▶ **Problem**: Omit all pictures and transcribe only the lines in the entries below that run from the line with "We need bounding boxes for tree trunk" through the line with "We need bounding boxes for blue".

--- START ---

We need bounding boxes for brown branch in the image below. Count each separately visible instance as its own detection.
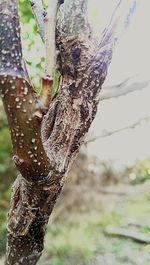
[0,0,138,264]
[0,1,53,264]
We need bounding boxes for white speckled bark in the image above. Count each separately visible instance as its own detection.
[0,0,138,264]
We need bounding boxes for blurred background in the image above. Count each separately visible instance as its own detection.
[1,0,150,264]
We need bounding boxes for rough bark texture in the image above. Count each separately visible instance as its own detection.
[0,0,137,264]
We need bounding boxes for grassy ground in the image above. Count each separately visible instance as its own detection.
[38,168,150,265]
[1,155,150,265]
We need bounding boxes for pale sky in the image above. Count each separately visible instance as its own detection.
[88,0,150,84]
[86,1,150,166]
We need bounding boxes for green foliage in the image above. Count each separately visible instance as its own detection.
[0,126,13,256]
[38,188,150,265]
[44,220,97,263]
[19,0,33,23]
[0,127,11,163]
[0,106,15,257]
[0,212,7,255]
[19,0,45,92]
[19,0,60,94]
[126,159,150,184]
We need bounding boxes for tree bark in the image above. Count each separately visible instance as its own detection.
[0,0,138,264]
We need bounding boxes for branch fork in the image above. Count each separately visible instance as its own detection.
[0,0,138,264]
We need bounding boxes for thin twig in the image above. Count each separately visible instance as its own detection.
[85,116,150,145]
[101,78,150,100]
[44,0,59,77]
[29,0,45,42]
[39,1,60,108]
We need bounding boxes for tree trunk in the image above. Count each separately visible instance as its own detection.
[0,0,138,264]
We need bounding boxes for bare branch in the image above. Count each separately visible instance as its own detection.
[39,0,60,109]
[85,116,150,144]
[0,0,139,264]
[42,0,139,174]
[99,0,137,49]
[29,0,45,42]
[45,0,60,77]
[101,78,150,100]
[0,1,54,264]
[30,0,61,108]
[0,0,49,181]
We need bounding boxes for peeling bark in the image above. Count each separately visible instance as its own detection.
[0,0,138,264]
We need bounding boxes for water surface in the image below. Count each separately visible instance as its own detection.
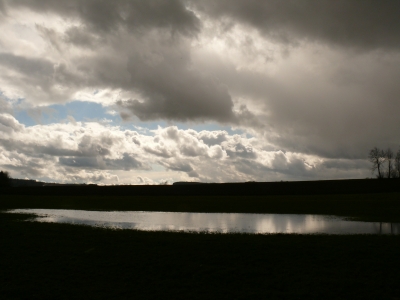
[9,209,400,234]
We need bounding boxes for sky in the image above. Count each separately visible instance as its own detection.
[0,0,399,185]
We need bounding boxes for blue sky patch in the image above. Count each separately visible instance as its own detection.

--- END ---
--- START ---

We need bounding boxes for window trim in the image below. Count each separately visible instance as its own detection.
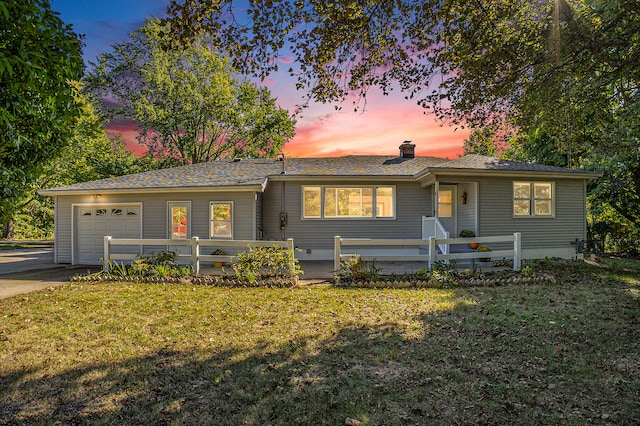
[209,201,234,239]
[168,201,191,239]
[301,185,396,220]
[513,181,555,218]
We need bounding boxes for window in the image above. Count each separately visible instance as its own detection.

--- END ---

▶ **Solved exercise**:
We need bounding boxes for tree trunk in the image above. Count each separately visible instance as its own detection.
[0,0,138,264]
We need bounding boxes for bare branch in the image above. Count each separately visible instance as its own detection.
[39,0,60,109]
[85,116,150,144]
[0,0,139,264]
[42,0,139,174]
[99,0,137,49]
[29,0,45,42]
[45,0,60,77]
[101,78,150,100]
[0,1,54,264]
[30,0,61,108]
[0,0,49,181]
We need bounding boxes for peeling bark in the image above. Count each separately visible instance as its own detection.
[0,0,138,264]
We need bounding boxes for water surface in the image below. Count each separately visible instance as its own detection.
[9,209,400,234]
We need bounding boxes for sky in the image above. Count each separately visible instance as its own detection.
[0,0,399,185]
We need bounding boxes for blue sky patch in the image above. Count each separately visible instance as its own detection.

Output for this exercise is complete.